#### Directions:
1. Please copy word for word the stretch of the Evelyn Bowles biography below from "Evelyn M. Bowles" through "died in Edwardsville, Illinois.".
2. For each statement, say yes or no on whether the Evelyn Bowles biography below supports it, and quote the deciding words: (a) Bowles began serving as county clerk for Madison County in 1975; (b) Bowles won election to the Illinois Senate in 1994; (c) her 2000 award related to protecting the Sugarloaf property.

Evelyn M. Bowles (April 22, 1921 – April 8, 2016) was an American politician and teacher.

Biography 
Born in Worden, Illinois, Bowles served in the United States Coast Guard Women's Reserve (SPAR) Intelligence Division during World War II. She went to Greenville College, Illinois State University, Southern Illinois University and was an elementary school teacher. Bowles lived in Edwardsville, Illinois. From 1975 to 1994, Bowles served as the county clerk for Madison County, Illinois and was a Democrat. She was appointed to the Illinois Senate in 1994 after the incumbent Sam M. Vadalabene died while still in office and served until 2003. Bowles died in Edwardsville, Illinois.

Preservation of Cahokia Mounds 
In 2000, Bowles was the recipient of the Illinois Archaeology Public Service Award for her work in securing protection for more land on the site of the Cahokia Mounds, specifically the Sugarloaf property.

#### Dataset records:
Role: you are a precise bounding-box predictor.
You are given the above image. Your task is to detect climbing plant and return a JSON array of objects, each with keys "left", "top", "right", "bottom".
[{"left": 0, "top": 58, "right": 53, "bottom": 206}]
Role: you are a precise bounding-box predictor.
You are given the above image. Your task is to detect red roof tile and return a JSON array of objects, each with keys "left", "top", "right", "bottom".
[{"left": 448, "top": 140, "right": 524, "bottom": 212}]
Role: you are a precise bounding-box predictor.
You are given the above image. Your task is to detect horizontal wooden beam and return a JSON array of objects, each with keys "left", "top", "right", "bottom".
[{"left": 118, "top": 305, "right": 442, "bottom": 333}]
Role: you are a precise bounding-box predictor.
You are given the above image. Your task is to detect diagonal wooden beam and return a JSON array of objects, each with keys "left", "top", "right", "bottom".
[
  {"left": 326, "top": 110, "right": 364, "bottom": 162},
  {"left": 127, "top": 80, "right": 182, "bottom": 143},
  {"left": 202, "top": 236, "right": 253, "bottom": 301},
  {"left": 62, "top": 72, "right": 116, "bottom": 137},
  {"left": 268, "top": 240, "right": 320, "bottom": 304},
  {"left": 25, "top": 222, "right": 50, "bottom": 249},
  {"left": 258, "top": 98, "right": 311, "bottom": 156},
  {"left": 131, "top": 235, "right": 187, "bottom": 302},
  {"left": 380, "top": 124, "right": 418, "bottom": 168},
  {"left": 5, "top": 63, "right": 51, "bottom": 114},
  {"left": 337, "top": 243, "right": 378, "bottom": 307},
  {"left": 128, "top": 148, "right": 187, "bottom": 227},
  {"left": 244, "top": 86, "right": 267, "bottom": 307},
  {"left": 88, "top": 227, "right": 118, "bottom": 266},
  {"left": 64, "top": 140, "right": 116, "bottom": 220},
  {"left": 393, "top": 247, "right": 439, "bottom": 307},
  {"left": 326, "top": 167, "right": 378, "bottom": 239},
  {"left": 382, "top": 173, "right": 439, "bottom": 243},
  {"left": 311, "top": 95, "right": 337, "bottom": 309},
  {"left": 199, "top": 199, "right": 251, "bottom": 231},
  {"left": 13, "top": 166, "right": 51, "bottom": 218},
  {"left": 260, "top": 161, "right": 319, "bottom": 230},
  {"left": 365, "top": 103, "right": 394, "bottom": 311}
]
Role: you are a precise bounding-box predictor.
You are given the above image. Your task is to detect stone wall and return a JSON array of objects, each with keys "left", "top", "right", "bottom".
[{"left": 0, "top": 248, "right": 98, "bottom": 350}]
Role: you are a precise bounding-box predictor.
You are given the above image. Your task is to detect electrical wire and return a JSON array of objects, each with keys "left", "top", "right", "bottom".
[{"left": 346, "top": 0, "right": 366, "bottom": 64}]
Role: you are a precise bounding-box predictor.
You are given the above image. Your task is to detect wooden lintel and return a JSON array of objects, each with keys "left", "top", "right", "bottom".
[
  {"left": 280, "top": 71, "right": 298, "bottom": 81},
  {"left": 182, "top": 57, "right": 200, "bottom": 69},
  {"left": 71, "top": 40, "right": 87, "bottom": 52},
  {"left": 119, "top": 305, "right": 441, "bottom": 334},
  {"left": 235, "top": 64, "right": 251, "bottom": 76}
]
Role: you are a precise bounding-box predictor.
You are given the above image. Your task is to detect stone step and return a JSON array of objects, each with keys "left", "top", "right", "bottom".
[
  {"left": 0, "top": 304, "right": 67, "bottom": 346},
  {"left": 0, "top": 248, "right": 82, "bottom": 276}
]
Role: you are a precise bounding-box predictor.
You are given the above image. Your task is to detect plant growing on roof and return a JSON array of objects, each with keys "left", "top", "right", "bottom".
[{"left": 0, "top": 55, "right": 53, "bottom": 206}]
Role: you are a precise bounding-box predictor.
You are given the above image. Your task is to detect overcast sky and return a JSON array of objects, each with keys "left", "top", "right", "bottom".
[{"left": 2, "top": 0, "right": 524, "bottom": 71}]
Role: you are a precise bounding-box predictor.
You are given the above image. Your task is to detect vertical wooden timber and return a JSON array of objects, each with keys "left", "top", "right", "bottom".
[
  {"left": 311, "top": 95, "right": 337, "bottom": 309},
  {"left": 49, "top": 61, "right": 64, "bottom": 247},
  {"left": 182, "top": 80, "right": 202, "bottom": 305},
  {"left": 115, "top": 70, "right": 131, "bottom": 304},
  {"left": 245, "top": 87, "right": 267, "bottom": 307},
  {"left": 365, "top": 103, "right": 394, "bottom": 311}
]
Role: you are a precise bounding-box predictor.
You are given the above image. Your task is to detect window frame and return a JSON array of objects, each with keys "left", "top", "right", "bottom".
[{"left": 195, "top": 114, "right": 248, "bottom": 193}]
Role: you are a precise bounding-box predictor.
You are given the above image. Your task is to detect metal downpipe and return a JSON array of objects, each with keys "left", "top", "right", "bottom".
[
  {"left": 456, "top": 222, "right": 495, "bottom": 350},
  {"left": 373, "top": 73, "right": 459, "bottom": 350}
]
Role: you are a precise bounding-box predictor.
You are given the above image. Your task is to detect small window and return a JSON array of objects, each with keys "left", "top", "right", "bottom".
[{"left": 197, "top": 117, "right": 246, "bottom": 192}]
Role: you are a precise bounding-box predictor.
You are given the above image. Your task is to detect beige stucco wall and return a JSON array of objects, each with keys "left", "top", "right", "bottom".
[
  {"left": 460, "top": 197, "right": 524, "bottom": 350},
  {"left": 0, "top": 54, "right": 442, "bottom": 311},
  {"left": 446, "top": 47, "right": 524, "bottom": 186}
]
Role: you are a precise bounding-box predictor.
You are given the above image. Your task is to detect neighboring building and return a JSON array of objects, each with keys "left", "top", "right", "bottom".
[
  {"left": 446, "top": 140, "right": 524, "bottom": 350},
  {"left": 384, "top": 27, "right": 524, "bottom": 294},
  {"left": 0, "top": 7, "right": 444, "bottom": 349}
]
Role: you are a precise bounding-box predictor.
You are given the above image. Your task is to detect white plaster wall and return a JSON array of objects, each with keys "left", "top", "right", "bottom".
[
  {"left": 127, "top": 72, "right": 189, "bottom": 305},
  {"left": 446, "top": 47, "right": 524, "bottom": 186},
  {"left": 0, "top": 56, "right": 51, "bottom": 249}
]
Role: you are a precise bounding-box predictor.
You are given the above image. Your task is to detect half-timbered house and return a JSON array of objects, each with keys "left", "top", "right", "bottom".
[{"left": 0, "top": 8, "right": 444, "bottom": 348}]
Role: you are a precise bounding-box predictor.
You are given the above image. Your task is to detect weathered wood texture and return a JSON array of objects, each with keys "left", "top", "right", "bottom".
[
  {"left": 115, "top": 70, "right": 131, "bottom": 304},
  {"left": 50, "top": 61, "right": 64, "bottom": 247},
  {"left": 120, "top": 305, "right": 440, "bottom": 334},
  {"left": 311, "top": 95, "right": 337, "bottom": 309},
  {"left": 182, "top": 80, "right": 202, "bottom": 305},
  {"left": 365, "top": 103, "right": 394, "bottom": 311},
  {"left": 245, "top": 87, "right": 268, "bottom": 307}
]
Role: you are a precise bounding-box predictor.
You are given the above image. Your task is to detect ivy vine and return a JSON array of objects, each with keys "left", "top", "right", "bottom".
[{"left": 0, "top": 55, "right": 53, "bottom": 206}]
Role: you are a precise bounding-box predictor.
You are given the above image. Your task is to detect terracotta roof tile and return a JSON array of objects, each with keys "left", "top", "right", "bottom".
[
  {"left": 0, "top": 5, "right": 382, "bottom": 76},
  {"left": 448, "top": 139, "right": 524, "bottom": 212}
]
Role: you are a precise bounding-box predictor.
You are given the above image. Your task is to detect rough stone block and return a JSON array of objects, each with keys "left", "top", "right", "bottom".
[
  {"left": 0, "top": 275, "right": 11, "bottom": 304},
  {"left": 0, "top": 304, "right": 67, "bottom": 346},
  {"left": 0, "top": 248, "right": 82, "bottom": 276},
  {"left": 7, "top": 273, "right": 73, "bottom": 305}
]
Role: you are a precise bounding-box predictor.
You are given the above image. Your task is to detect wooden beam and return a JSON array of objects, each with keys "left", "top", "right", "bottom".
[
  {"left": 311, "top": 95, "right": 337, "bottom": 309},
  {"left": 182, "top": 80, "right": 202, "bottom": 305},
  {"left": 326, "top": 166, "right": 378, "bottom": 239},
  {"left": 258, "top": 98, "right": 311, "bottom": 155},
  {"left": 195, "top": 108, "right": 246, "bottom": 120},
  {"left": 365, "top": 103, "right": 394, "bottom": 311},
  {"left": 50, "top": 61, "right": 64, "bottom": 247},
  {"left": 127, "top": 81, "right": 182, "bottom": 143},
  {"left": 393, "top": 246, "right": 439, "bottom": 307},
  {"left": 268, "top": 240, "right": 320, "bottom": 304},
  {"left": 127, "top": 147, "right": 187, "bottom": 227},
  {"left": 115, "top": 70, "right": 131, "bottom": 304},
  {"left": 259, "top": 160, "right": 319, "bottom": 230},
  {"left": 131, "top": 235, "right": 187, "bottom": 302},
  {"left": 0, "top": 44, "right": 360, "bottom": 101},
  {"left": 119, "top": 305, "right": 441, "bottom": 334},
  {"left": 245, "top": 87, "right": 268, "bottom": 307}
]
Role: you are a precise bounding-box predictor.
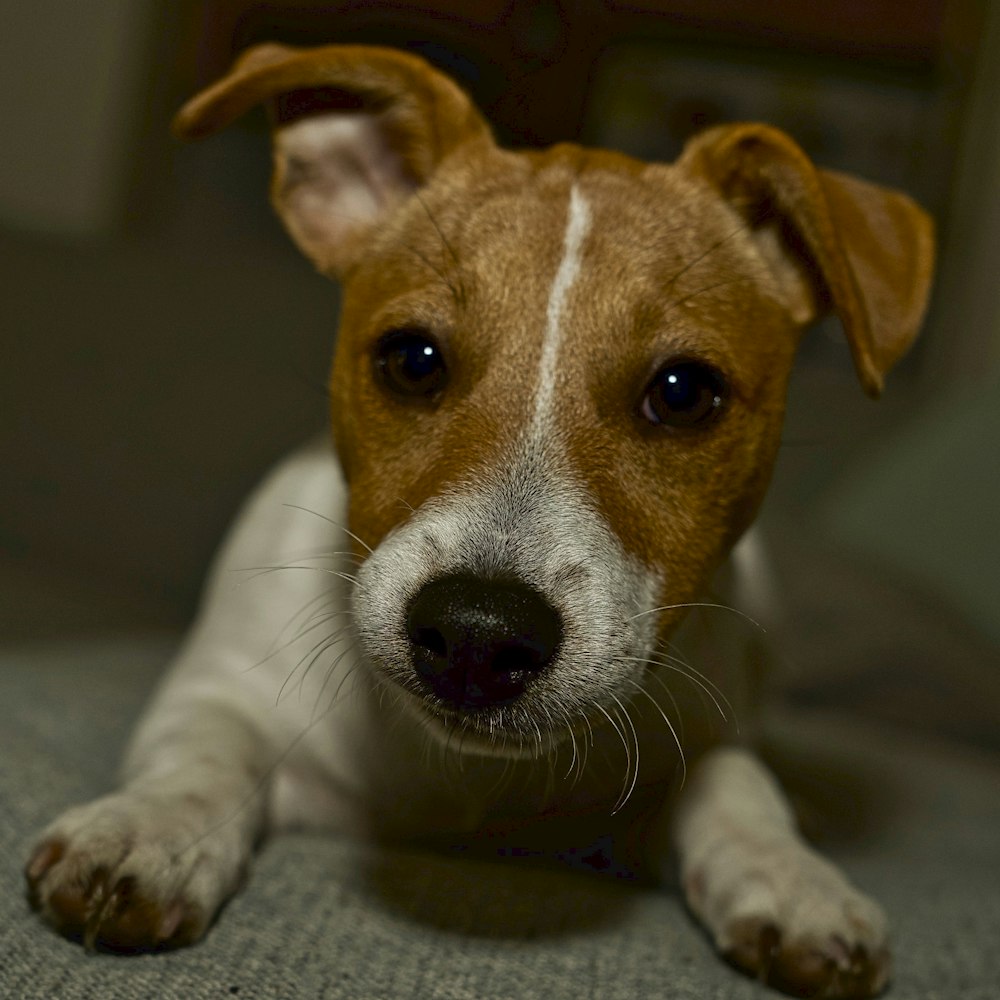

#### Answer set:
1.
Evelyn M. Bowles (April 22, 1921 – April 8, 2016) was an American politician and teacher.

Biography 
Born in Worden, Illinois, Bowles served in the United States Coast Guard Women's Reserve (SPAR) Intelligence Division during World War II. She went to Greenville College, Illinois State University, Southern Illinois University and was an elementary school teacher. Bowles lived in Edwardsville, Illinois. From 1975 to 1994, Bowles served as the county clerk for Madison County, Illinois and was a Democrat. She was appointed to the Illinois Senate in 1994 after the incumbent Sam M. Vadalabene died while still in office and served until 2003. Bowles died in Edwardsville, Illinois.

2.
(a) Yes: "From 1975 to 1994, Bowles served as the county clerk for Madison County, Illinois"
(b) No: "She was appointed to the Illinois Senate in 1994"
(c) Yes: "specifically the Sugarloaf property"